I don’t know, and since we don’t really know what actually IS causing the pain, it’s hard to guess. I get the feeling it’s a separate issue, but you never know. If it helps with RA pain, maybe it will help with mystery pain too 🙂
I’ve had some startling results with a friend of mine who has RA very badly, using reiki. She came to dinner with her sister (another close friend) and me, and said she’d had to literally pull her left leg into the car. We had dinner, went back to the sister’s house, where I did about 25 minutes of very casual reiki on her knee. We were conversing the whole time, nothing formal about it. But she said the pain had diminished by “75% at least.” Next day, she called and said she discovered how effective it was when, without thinking, she ran up the steps to her front door. RA is autoimmune, which suggests some component of body-mind interaction. Interestingly, despite several invitations from me and the effectiveness of the pain relief, she never chose to schedule another session, which I also found significant.
That’s pretty interesting! (Both parts.) It always surprises me how my part of a Reiki treatment doesn’t matter much; I just have to show up and stick my hands out… whether I’m really into it, or my mind is wandering, it’s still working.
When I see my Reiki master for an EFT/Reiki combo session I leave feeling like I’m OVERFLOWING with energy; just skipping down the sidewalk. I usually feel better for a couple days after too, but then it tapers off. Even though I know how to do EFT also, I can’t replicate the effect on my own though; at least, not yet. I think there’s more of an art to learning to EFT really well.
Interesting. I have had almost no results doing self-reiki, which is the first thing one is taught. It seems to flow better when my intention is for someone else. Guess that’s why we all need each other.

**Listed records:**
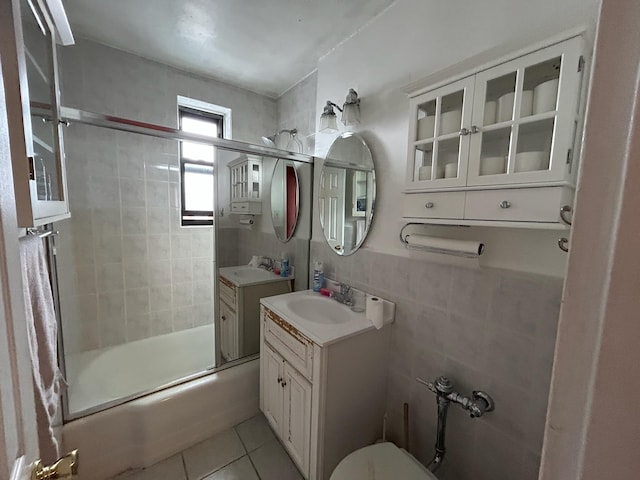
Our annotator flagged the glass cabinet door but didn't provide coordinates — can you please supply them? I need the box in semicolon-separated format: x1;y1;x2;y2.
20;1;69;226
468;39;580;185
407;78;473;189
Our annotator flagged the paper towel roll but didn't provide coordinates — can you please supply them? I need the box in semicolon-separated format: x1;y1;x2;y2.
406;234;484;257
366;297;384;330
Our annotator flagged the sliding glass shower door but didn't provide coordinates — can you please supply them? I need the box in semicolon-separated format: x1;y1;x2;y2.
55;124;215;417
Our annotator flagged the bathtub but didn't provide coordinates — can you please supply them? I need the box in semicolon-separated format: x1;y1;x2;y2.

**Your assignment:** Quote the stretch of the Reiki comment thread from "Interesting. I have" through "need each other.". You won't need the rows for this.

**Expected answer:**
Interesting. I have had almost no results doing self-reiki, which is the first thing one is taught. It seems to flow better when my intention is for someone else. Guess that’s why we all need each other.